> EXTRACTED MATERIAL:

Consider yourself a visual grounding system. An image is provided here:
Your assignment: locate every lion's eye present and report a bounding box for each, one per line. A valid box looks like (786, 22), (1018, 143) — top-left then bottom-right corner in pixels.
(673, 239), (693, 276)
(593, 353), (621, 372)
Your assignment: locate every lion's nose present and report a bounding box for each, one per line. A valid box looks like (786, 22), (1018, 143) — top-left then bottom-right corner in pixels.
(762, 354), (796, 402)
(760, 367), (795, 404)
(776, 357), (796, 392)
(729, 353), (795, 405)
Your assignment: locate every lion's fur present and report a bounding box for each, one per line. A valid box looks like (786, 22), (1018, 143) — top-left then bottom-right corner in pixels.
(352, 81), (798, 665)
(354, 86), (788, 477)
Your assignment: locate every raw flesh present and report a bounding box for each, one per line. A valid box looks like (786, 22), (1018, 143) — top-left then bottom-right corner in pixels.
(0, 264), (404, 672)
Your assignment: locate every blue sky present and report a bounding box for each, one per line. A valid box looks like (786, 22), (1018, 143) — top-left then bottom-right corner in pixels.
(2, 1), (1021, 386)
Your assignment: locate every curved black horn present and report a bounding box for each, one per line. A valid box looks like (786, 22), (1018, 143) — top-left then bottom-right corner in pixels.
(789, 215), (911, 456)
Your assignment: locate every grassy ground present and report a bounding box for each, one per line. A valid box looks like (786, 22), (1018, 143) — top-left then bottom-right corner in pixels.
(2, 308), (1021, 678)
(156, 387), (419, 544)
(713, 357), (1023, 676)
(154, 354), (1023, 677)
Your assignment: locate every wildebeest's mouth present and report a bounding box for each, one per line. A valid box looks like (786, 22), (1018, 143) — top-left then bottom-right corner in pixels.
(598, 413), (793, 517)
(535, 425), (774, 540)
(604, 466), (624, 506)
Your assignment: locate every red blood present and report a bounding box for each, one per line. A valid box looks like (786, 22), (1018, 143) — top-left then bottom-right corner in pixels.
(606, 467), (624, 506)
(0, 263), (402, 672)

> WORK ITEM: Nothing in the listing may be left out; repeat it all exactly.

> PROBLEM SOLUTION:
Consider yourself a visual grounding system. An image is provided here:
Your assignment: locate every lion's eye present and report a bounding box for each, one per line. A valid box looks like (786, 22), (1018, 143) — top-left then bottom-right corner in pixels.
(673, 239), (693, 276)
(593, 353), (621, 372)
Your assignment: locate every lion's nose present and report a bounding box for each, one per line. A valid box looks like (786, 22), (1018, 143) — top-left then bottom-right corner in pixels.
(762, 354), (796, 402)
(760, 367), (795, 404)
(776, 357), (796, 392)
(729, 353), (795, 405)
Your assignment: locate every lion's fur present and report a bounding box for each, one per line. A valid box looks like (786, 22), (1018, 143) — top-left then bottom-right corner in pixels.
(352, 81), (798, 665)
(354, 86), (788, 477)
Your assignment: locate every raw flesh present and report a bounding box for each, one per line. A valid box looks like (786, 22), (1018, 143) — top-left then bottom-right corner in pixels.
(0, 264), (404, 672)
Your assignment: locate every blue sky present and report a bounding box for each, one per line. A valid box looks like (786, 22), (1018, 143) — top-left then bottom-right corner in pixels.
(2, 1), (1021, 386)
Your assignment: locate every curved black horn present and report a bounding box for each, one per line. A valid box looks like (786, 22), (1018, 143) — top-left then bottom-right corner in pixels.
(789, 215), (911, 456)
Your assignment: locate every grassy ground present and report a bounding box for each, one per line. A valid box looks like (786, 22), (1018, 143) — top-left then bottom-right corner in pixels.
(2, 308), (1021, 678)
(156, 387), (419, 544)
(713, 357), (1023, 676)
(154, 354), (1023, 677)
Your assignment: locate every wildebeest's mouth present and report a bounding box for each, one per line. A valid box looks like (786, 22), (1018, 143) — top-left then bottom-right corner in pixels.
(598, 413), (793, 517)
(535, 425), (774, 540)
(604, 466), (624, 506)
Your assignment: locate every red blood present and report a bounding box for each, one per line. A valid box looks like (786, 22), (1018, 143) — top-left then bottom-right corner in pixels.
(606, 467), (624, 506)
(0, 263), (402, 672)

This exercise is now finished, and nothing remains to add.